Trotzdem ist es theologischer Konsens, dass die Autoren der Evangelien nicht Markus, Matthäus, Lukas oder Johannes hießen. Immerhin.
Die Theologen versuchen, Markus mit aller Gewalt so nahe an die Zeit, in der Jesus gelebt haben soll, zu schieben.
So wird das Markusevangelium auf 70 nach Christus datiert. Früher geht nicht, weil der Evangelist voraussetzt, dass der Leser weiß, dass die Juden eine große Katastrophe ereilt hat.
Man nimmt an, dass dies die Zerstörung des jüdischen Tempels im Jahr 70 war. Es könnte sich aber eher um den bar-Kochba-Aufstand gehandelt haben, um 132—136 gehandelt haben.
Aber die Tatsache, dass Markus so viel von Flavius abgeschrieben hat, zwingt einen eigentlich dazu, anzunehmen, dass das Evangelium kaum vor 90 n. Chr. geschrieben wurde. Die anderen Evangelien kommen später.
Bekannt wurden die Evangelien erst um das Jahr 150 herum. Vorher kannte sie kein Christ, niemand zitiert sie.

> ARBEITSAUFTRAG:
Führen Sie den Text über die Datierung der Evangelien im Anschluss an seinen letzten Satz fort.

> DATENSATZ:
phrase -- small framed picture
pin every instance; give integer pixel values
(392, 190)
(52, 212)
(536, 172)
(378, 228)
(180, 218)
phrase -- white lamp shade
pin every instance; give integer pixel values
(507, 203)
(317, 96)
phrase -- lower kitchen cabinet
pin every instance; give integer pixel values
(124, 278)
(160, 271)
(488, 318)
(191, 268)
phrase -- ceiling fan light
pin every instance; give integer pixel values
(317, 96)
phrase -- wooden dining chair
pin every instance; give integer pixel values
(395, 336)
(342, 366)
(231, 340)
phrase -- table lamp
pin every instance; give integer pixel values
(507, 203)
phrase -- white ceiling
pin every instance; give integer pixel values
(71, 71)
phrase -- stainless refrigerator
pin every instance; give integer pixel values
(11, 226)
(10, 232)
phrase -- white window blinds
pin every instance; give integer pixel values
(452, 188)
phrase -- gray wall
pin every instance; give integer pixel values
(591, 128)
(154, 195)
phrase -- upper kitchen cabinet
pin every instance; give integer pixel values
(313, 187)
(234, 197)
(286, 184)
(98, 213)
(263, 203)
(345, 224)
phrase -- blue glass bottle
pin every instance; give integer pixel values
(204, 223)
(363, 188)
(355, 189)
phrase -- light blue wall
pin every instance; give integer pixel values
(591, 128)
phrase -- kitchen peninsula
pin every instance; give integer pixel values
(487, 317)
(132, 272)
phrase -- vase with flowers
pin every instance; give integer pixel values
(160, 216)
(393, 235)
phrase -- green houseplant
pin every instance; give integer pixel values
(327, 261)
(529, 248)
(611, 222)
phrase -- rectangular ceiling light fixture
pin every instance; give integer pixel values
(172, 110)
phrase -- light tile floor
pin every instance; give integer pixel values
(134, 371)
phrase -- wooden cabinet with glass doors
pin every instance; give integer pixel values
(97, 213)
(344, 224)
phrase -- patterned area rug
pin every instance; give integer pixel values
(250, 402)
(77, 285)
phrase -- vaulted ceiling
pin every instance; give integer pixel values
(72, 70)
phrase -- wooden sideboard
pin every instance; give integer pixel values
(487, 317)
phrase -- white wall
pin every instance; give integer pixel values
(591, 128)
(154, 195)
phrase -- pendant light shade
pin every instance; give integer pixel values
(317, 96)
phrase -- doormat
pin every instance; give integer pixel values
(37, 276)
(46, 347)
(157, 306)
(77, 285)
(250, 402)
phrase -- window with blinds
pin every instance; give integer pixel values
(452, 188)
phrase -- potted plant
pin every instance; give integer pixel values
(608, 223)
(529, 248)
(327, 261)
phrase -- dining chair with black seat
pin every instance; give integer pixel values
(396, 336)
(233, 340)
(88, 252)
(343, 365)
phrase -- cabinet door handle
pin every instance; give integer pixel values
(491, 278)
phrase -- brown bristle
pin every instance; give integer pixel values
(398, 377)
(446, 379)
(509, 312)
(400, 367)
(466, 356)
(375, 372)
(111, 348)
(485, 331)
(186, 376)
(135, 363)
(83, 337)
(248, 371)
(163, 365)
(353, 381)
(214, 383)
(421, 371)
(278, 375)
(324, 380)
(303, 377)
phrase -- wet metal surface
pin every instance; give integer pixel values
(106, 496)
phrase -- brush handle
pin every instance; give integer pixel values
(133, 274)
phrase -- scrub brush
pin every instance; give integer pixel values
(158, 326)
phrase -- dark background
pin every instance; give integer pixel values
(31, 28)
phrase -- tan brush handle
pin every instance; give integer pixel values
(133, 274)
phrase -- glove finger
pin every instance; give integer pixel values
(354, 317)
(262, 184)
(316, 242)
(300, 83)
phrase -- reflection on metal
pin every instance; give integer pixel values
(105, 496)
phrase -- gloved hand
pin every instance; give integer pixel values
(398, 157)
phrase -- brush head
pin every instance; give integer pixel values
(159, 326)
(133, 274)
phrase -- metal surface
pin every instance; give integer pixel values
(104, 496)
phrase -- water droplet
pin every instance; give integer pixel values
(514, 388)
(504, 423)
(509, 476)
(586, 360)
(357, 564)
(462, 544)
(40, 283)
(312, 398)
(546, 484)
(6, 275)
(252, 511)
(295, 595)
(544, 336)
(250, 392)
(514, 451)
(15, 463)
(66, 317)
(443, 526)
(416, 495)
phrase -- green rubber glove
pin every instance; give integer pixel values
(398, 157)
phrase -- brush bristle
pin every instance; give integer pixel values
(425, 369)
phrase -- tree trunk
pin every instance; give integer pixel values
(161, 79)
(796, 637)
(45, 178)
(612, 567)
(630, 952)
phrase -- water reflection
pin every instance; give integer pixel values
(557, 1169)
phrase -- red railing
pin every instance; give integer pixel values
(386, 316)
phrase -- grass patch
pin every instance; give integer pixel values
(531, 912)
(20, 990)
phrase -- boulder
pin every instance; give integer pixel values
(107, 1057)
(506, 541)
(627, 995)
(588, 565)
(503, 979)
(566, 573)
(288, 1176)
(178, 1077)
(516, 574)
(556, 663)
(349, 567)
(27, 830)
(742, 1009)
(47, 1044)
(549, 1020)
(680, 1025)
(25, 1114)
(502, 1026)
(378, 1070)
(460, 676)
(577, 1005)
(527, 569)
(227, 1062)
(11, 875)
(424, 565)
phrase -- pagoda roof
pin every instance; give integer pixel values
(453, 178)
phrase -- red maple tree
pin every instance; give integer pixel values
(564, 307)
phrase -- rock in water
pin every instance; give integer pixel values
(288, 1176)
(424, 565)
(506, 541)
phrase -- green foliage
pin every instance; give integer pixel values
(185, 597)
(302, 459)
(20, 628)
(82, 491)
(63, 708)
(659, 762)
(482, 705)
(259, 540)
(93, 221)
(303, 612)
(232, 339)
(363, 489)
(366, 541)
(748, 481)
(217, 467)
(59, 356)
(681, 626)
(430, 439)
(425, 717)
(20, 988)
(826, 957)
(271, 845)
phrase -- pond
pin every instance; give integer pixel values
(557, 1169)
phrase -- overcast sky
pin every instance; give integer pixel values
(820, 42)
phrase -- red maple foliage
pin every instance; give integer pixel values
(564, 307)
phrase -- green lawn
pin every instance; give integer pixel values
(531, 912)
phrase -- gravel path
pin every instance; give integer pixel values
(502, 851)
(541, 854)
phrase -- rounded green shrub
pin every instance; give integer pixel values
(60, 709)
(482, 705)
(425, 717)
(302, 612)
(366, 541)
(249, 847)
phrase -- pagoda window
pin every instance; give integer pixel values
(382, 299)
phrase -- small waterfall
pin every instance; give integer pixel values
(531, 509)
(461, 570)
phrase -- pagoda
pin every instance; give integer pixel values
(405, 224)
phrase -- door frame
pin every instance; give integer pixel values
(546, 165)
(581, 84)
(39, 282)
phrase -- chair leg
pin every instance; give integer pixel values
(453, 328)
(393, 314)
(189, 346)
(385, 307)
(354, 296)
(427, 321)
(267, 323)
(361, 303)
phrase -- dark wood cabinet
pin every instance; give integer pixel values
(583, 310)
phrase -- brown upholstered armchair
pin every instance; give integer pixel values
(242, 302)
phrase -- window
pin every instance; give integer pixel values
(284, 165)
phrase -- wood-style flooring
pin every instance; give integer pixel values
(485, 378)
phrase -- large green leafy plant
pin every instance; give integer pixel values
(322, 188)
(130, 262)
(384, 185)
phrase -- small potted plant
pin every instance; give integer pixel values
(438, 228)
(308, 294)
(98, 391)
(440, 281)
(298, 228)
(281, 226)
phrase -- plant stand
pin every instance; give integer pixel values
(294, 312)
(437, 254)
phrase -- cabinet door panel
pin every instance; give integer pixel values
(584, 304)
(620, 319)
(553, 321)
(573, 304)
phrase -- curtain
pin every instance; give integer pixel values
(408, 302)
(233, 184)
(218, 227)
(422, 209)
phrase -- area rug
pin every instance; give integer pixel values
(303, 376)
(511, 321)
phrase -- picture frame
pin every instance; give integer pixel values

> ANTWORT:
Ab 150 verbreiteten sich die vier Evangelien rasend schnell unter den Christen.
Wie erklärt man sich, dass niemand die Evangelien für 80 Jahren zur Kenntnis nahm? Man ignoriert es. Man will sie unbedingt so nahe wie nur möglich, mit aller interpretatorischen Gewalt wie nötig, so nahe an die Zeit manipulieren, wie es nur geht, ohne sich lächerlich zu machen.
Keiner der Evangelisten beruft sich darauf, Jesus gekannt zu haben.
Mit der Ausnahme von Johannes, der von einem Lieblingsjünger redet. Aber die Textstelle ist äußerst schlitzohrig formuliert, wenn man sie genau liest, steht dort nicht wirklich, dass Autor der Lieblingsjünger war — es wird nahegelegt.
Matthäus schreibt zu 90 % von Markus ab und korrigiert ihn nur bei den zahlreichen Fehlern, die Markus in Unkenntnis der Geografie und der jüdischen Gebräuche gemacht hat. Hier wusste der Evangelist deutlich mehr über die Juden.
Keines der Evangelien gibt eine Quelle an. Das ist für antike historische Berichte äußerst ungewöhnlich, sodass man sie beim besten Willen auch nicht als Historie bezeichnen kann.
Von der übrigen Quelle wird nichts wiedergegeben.